- [Point localization data]:
▽

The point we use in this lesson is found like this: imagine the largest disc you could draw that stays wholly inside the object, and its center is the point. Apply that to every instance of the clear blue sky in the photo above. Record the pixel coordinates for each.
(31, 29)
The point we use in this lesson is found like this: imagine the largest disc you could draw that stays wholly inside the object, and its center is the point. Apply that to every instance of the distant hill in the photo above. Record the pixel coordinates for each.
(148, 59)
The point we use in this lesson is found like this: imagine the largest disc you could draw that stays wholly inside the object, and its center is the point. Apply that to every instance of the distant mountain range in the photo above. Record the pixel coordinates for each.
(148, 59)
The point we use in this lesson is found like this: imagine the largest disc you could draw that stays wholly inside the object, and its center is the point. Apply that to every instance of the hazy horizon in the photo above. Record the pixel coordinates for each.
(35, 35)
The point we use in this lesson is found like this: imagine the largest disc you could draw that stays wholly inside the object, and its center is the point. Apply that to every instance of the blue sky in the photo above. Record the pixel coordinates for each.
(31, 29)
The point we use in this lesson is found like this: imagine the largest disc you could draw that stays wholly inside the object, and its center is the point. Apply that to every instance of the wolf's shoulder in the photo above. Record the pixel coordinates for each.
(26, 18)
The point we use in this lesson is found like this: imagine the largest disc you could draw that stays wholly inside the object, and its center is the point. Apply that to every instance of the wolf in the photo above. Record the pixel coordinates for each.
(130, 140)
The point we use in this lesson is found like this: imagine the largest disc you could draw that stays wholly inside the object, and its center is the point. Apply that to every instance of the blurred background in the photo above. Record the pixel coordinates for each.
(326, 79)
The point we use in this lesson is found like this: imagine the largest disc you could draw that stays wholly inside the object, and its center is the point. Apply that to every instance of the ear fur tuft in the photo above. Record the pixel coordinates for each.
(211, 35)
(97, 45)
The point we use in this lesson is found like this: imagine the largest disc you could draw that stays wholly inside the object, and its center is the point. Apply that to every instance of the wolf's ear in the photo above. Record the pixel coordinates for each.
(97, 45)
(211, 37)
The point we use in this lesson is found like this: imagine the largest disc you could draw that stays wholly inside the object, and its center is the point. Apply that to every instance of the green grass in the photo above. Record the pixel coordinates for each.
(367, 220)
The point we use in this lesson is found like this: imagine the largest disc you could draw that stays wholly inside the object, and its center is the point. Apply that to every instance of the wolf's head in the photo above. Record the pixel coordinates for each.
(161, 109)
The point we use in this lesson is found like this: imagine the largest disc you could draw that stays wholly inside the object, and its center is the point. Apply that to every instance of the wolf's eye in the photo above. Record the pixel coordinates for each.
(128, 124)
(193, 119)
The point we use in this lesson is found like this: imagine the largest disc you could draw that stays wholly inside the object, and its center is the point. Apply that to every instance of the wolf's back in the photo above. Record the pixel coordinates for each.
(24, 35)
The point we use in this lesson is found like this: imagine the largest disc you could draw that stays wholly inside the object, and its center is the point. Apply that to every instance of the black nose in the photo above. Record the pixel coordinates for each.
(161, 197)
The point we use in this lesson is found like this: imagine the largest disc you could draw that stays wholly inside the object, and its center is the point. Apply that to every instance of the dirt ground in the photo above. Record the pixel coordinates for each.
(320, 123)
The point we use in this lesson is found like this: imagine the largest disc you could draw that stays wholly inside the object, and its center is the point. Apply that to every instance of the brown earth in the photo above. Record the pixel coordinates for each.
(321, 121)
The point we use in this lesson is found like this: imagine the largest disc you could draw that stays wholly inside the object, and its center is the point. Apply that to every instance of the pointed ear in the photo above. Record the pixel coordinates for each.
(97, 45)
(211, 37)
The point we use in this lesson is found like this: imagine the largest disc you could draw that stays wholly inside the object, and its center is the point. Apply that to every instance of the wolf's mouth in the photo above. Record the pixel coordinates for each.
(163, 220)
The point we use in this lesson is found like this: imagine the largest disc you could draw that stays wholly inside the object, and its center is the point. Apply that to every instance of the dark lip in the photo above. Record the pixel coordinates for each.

△

- [Work to complete]: Set the entries down again, unchanged and complete.

- [Exercise output]:
The point we use in this lesson is found like this: imagine the largest disc you could draw that stays wholly inside the object, and its center is the point. Apply that to every instance of the clear blue sky in the photo above. Record the pixel coordinates for each.
(31, 29)
The point we use in this lesson is found like this: imagine the largest disc you could draw that stays wholly inside the object, and its center is the point. Apply that to every instance of the distant hill in the photo above. Record the pixel coordinates for each.
(148, 59)
The point we use in this lesson is found like this: imagine the largest disc you could draw that stays wholly inside the object, and its center is the point. Apply that to every instance of the distant mountain range in the photo above. Record the pixel coordinates for each.
(148, 59)
The point we use in this lesson is found like this: imagine the largest disc you could draw that stays wholly inside the object, and its center is the point. Apply that to every instance of the hazy horizon in the photo above. Record the pixel coordinates for each.
(35, 35)
The point we use in this lesson is found like this: imagine the largest disc you could draw that stays wholly inside the object, and its center is the point. Apply that to every instance of the blue sky in the photo above. Record the pixel coordinates for each.
(31, 29)
The point we use in this lesson is found like this: imagine the largest disc you could draw that stays wholly inside the object, and its center is the point. Apply that to every instance of the wolf's shoulder in the photo above. Record the pixel coordinates for each.
(26, 18)
The point we use in this lesson is found like this: imagine the largest disc you could draw that stays wholly inside the object, and its center is the point. Apply that to every instance of the wolf in the photo above. Record the pixel coordinates for each.
(130, 140)
The point we use in this lesson is found like this: imagine the largest disc you could draw that stays wholly inside the object, and its center is the point. Apply that to every instance of the blurred background in the photo above. Record the pixel coordinates for each.
(326, 79)
The point we use in this lesson is found like this: imagine the largest disc you could draw that stays wholly inside the object, and its center is the point. Apply that to every instance of the ear fur tuft in the photo above. Record the pixel coordinates for each.
(211, 35)
(97, 45)
The point we use in this lesson is found like this: imagine the largest disc you could draw that stays wholly inside the object, and its center is the point. Apply that to every instance of the wolf's ear in the photo above. Record the pixel coordinates for each.
(97, 45)
(211, 37)
The point we use in this lesson is found like this: imagine the largest disc you could draw that stays wholly inside the object, and its center is the point. Apply that to every instance of the green grass in the photo above. Record the pixel coordinates for each.
(367, 220)
The point we use in this lesson is found like this: imagine the largest disc you could draw that stays wholly inside the object, and its center is the point. Apply that to every instance of the wolf's head in the photo above. Record the pixel coordinates for each.
(161, 109)
The point we use in this lesson is found like this: imagine the largest disc you could draw that stays wholly inside the object, and its center is the point. Apply that to every instance of the wolf's eye in the photo above. Record the pixel coordinates for each.
(128, 124)
(193, 119)
The point we use in this lesson is found like this: imagine the largest disc you could draw that stays wholly inside the object, and its center is the point. Apply that to every instance of the wolf's back in the photo above. Record the pixel coordinates for each.
(24, 35)
The point we use in this lesson is found like this: imagine the largest disc you could draw that stays wholly inside the object, and its center is the point. Apply that to every instance of the black nose in the photo above. Record the pixel coordinates for each.
(161, 197)
The point we use in this lesson is found like this: imagine the largest disc you could draw that stays wholly inside the object, and its center is the point. Apply that to every instance of the dirt ground in the photo above. Record the pixel coordinates for each.
(320, 123)
The point we use in this lesson is found like this: imagine the largest disc you could draw that stays wholly inside the object, and its center is the point. Apply that to every instance of the brown earth in the photo above. Record the pixel coordinates for each.
(321, 121)
The point we use in this lesson is found like this: imagine the largest disc you could draw that stays wholly inside the object, and its center is the point. Apply that to every instance of the pointed ear in the photo above. Record the pixel coordinates for each.
(97, 45)
(211, 37)
The point we use in this lesson is found like this: imagine the largest disc you could draw that stays wholly inside the object, and its center is the point. Apply that to every instance of the wolf's mouth in the photo above. Record the pixel coordinates for each.
(163, 220)
The point we use in this lesson is found like this: imagine the largest disc you could draw that stays wholly inside the object, and its center is the point. Apply that to every instance of the dark lip in the photo above. Record the pixel coordinates for each.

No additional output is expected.